Raw records:
━━━━━━━━

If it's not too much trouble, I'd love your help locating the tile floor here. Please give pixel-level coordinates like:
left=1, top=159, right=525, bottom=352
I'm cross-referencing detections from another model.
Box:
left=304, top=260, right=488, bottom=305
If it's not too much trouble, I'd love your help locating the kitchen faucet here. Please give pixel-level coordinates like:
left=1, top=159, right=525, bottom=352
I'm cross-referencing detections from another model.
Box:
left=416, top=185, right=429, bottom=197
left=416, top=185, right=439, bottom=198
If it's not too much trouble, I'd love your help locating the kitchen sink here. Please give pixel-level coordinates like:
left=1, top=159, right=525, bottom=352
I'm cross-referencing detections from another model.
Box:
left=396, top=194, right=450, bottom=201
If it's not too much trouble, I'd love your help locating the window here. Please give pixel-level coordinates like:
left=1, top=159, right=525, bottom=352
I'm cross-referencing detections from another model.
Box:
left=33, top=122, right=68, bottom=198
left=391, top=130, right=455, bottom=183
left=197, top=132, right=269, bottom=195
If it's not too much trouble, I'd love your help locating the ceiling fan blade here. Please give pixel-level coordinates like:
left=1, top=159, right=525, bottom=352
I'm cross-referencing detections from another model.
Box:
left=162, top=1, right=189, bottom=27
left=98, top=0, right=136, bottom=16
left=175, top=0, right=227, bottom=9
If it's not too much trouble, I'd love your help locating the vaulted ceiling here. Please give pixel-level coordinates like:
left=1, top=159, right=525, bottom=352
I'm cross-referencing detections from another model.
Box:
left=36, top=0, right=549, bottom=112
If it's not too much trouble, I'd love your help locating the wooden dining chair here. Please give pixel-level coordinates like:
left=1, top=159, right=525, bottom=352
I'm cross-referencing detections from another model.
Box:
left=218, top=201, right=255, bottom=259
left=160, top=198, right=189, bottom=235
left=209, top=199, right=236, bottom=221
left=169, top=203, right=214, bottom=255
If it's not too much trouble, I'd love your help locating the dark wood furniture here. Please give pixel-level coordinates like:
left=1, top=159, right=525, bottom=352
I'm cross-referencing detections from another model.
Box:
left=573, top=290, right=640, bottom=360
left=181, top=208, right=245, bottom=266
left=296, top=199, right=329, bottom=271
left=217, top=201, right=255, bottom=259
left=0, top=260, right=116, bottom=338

━━━━━━━━

- _Task statement_: Repeat the items above verbatim, starting at the line containing "locating the vaulted" and continuing through the last line of the items.

- _Solved exercise_:
If it's not too much trouble, I'd love your help locating the vaulted ceiling here. Please give pixel-level coordinates like:
left=1, top=159, right=525, bottom=352
I'm cross-referencing detections from another model.
Box:
left=36, top=0, right=549, bottom=112
If it's not too much trouble, I'd love your help locating the wooden dining chair here. Please give pixel-level coordinates like:
left=1, top=159, right=525, bottom=352
I'm cross-referencing detections from another model.
Box:
left=218, top=201, right=255, bottom=259
left=160, top=198, right=189, bottom=235
left=209, top=199, right=236, bottom=221
left=169, top=203, right=214, bottom=255
If it's not too much trouble, I'd love your help locating the dark wood furniture here. Please give pixel-level coordinates like:
left=1, top=159, right=525, bottom=352
I'm cross-referencing detections from another model.
Box:
left=573, top=290, right=640, bottom=360
left=181, top=208, right=245, bottom=266
left=296, top=199, right=329, bottom=271
left=217, top=201, right=255, bottom=259
left=0, top=260, right=116, bottom=338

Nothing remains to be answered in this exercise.